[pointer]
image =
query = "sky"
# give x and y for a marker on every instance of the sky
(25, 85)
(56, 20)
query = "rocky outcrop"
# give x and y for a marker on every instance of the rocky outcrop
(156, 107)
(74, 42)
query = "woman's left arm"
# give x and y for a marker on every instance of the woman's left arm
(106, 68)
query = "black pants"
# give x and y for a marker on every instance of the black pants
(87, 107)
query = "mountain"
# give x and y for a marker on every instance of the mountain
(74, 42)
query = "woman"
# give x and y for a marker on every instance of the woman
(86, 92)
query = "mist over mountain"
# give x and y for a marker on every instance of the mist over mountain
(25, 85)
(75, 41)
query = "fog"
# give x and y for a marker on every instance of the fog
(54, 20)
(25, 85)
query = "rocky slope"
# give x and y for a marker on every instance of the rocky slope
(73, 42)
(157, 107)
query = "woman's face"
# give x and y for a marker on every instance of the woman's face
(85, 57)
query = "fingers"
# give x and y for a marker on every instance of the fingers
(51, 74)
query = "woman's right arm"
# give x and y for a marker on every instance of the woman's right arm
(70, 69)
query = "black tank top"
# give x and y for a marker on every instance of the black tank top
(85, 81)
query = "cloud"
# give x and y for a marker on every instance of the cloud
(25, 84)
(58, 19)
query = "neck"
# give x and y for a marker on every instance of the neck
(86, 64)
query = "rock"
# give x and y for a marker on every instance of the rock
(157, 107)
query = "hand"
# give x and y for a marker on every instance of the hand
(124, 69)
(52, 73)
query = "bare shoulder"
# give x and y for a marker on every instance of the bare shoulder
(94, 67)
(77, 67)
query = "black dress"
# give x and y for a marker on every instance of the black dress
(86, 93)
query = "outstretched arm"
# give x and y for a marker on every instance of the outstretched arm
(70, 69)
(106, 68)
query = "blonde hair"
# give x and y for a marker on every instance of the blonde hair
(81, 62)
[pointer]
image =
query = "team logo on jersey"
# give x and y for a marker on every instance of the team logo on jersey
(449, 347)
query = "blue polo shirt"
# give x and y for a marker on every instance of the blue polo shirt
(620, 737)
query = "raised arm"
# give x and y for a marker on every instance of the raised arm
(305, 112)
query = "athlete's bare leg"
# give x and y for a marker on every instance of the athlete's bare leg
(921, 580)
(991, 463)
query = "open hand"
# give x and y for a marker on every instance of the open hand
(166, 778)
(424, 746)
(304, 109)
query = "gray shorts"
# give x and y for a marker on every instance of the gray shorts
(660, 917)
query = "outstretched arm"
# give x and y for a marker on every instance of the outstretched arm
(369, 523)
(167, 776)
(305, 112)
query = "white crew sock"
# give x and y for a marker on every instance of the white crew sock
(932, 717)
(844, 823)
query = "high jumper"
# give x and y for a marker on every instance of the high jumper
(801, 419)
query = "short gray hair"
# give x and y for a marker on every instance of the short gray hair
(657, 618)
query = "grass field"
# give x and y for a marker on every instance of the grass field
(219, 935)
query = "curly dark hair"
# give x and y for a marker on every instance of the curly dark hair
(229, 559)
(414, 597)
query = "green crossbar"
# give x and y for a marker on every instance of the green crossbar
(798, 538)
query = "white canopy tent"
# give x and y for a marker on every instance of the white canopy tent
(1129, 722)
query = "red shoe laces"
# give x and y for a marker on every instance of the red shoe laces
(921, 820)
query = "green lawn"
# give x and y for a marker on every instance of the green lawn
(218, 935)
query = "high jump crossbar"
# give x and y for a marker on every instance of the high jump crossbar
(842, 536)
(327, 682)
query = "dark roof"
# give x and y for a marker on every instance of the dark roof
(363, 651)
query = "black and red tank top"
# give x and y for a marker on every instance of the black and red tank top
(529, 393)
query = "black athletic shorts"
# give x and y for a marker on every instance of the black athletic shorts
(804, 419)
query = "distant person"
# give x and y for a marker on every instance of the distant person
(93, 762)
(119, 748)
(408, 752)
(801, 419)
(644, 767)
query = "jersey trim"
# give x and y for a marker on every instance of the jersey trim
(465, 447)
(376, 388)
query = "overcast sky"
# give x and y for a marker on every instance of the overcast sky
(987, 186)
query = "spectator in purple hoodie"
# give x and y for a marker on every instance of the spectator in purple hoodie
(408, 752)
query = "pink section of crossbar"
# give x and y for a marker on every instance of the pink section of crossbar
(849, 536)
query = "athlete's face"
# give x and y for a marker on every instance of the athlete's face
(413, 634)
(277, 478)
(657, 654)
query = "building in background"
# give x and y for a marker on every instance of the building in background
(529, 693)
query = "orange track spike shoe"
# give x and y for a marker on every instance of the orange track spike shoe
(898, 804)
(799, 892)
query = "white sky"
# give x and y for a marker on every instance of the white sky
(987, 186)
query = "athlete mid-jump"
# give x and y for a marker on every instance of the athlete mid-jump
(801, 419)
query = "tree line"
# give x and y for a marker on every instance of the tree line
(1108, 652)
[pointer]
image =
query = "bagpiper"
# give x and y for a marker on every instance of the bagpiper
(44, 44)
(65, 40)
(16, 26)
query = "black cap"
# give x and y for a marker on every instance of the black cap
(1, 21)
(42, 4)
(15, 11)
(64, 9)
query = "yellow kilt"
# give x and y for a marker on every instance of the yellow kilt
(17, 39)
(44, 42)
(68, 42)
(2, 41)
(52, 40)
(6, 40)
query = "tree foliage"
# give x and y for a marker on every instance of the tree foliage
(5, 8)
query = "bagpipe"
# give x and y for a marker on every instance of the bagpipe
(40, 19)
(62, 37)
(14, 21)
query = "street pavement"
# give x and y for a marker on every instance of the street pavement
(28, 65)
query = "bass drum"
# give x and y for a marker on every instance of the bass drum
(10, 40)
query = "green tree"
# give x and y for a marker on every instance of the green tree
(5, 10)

************

* Task instructions *
Restate the whole of the material exactly.

* Solution for this exercise *
[pointer]
image =
query = "sky"
# give x and y for a marker on every instance of the sky
(25, 85)
(56, 20)
query = "rocky outcrop"
# give x and y for a marker on every instance of the rocky outcrop
(156, 107)
(74, 42)
query = "woman's left arm"
# give x and y for a marker on every instance of the woman's left arm
(106, 68)
query = "black pants"
# give x and y for a marker on every instance of the black pants
(87, 107)
query = "mountain"
# give x and y for a marker on every instance of the mountain
(74, 42)
query = "woman"
# give x and y for a marker on every instance of the woman
(86, 92)
query = "mist over mountain"
# give x and y for a marker on every instance of the mist over mountain
(25, 85)
(75, 41)
query = "fog"
# give x and y for a marker on every instance of the fog
(54, 20)
(25, 85)
query = "rocky slope"
# give x and y for a marker on every instance of the rocky slope
(73, 42)
(157, 107)
query = "woman's face"
# give x and y for a marker on every instance of the woman's face
(85, 57)
query = "fingers"
# give x and y for a marker on every instance of the fingers
(51, 74)
query = "woman's right arm"
# give x and y for a marker on every instance of the woman's right arm
(70, 69)
query = "black tank top"
# give x and y for a marker on every instance of the black tank top
(85, 81)
query = "cloud"
# give x and y for a marker on every instance of the cloud
(25, 84)
(58, 19)
query = "neck"
# give x and y for a marker on every instance of the neck
(86, 64)
query = "rock"
# give x and y for a marker on every instance of the rock
(157, 107)
query = "hand"
# give x and y for a marker on every instance of the hand
(124, 69)
(52, 73)
query = "bare shoulder"
# give x and y for a marker on every instance of the bare shoulder
(94, 67)
(77, 67)
query = "black dress"
# give x and y for a marker on every instance of the black dress
(86, 93)
query = "outstretched arm"
# give x and y for a marker on every instance of the outstretched arm
(70, 69)
(106, 68)
query = "blonde hair"
# give x and y for a marker on every instance of the blonde hair
(81, 62)
[pointer]
image =
query = "team logo on jersey"
# give x and y for a marker on every instance of the team logo on jersey
(449, 347)
query = "blue polo shirt"
# give x and y for a marker on every instance of the blue polo shirt
(620, 737)
query = "raised arm"
# give x and y for a marker on every instance of the raised arm
(305, 112)
query = "athlete's bare leg"
# give x and y for a marker on every instance of the athlete's bare leg
(921, 580)
(991, 463)
query = "open hand"
# give x and y for a marker on every instance of the open hand
(166, 778)
(424, 746)
(304, 109)
query = "gray shorts"
# give x and y for a marker on every instance of the gray shorts
(660, 917)
query = "outstretched arm"
# give x and y for a marker on every instance of the outstretched arm
(369, 523)
(167, 776)
(305, 112)
query = "white crew sock"
# give x and y for a marker on every instance of the white crew sock
(932, 717)
(844, 823)
query = "high jumper"
# give x and y for a marker on every instance of the high jumper
(801, 419)
query = "short gray hair"
# give x and y for a marker on every instance of the short gray hair
(657, 618)
query = "grass field"
# give x and y for a marker on every instance of the grass field
(219, 935)
query = "curly dark hair"
# give x and y for a marker on every instance of the curly dark hair
(229, 559)
(414, 597)
query = "green crossbar"
# give x and y for a marker on every instance of the green crossbar
(798, 538)
query = "white canopy tent"
# give x and y for a marker on every instance of the white canopy tent
(1129, 722)
query = "red shoe laces"
# give x and y for a marker on every instance of the red shoe laces
(921, 820)
query = "green lawn"
# give x and y for a marker on every instance of the green lawn
(218, 935)
query = "high jump crossbar"
# give x and y for a marker on every instance of the high jump crossbar
(842, 536)
(327, 682)
query = "dark roof"
# give x and y for a marker on every instance of the dark roof
(363, 651)
query = "black and red tank top"
# give x and y for a marker on every instance of the black and red tank top
(529, 393)
query = "black athletic shorts"
# give x and y for a marker on every instance of the black athletic shorts
(804, 419)
query = "distant person"
# give x and y for a marker on every instance of the distant person
(93, 762)
(119, 748)
(408, 752)
(801, 419)
(644, 767)
query = "jersey trim"
# give x and y for a marker on every instance of the jersey trim
(465, 447)
(376, 388)
query = "overcast sky"
# give x and y for a marker on every instance of the overcast sky
(987, 186)
query = "spectator in purple hoodie"
# give x and y for a marker on every instance of the spectator in purple hoodie
(408, 752)
query = "pink section of crossbar"
# give x and y for a marker on every instance of the pink section of crossbar
(849, 536)
query = "athlete's face"
# give x and y for a marker on every instance of the athlete's face
(413, 634)
(277, 478)
(657, 654)
query = "building in background"
# give x and y for a marker on every instance of the building in background
(529, 693)
query = "orange track spike shoe"
# give x and y for a marker on every instance of the orange track spike shoe
(898, 804)
(799, 892)
query = "white sky"
# give x and y for a marker on every instance of the white sky
(987, 186)
query = "athlete mid-jump"
# give x and y for a marker on every instance of the athlete mid-jump
(801, 419)
query = "tree line"
# give x and y for a marker on every instance of the tree line
(1108, 652)
[pointer]
image =
query = "bagpiper"
# give x and y for a marker on every instance of the bagpiper
(44, 44)
(65, 40)
(16, 26)
query = "black cap"
# give x and y for a marker on every instance of the black cap
(1, 21)
(42, 4)
(15, 11)
(64, 9)
query = "yellow kilt"
# give x and y for a marker on every instance of the yellow kilt
(17, 39)
(44, 42)
(68, 42)
(2, 41)
(52, 40)
(6, 40)
query = "tree foliage"
# give x and y for a marker on every instance of the tree foliage
(5, 8)
query = "bagpipe"
# give x and y for a marker on every instance of the bagpipe
(40, 19)
(62, 37)
(14, 21)
query = "street pavement"
# give x and y for a marker on every instance of the street pavement
(28, 65)
query = "bass drum"
# give x and y for a marker on every instance of the bass drum
(10, 40)
query = "green tree"
# give x and y for a marker on every instance of the green tree
(5, 10)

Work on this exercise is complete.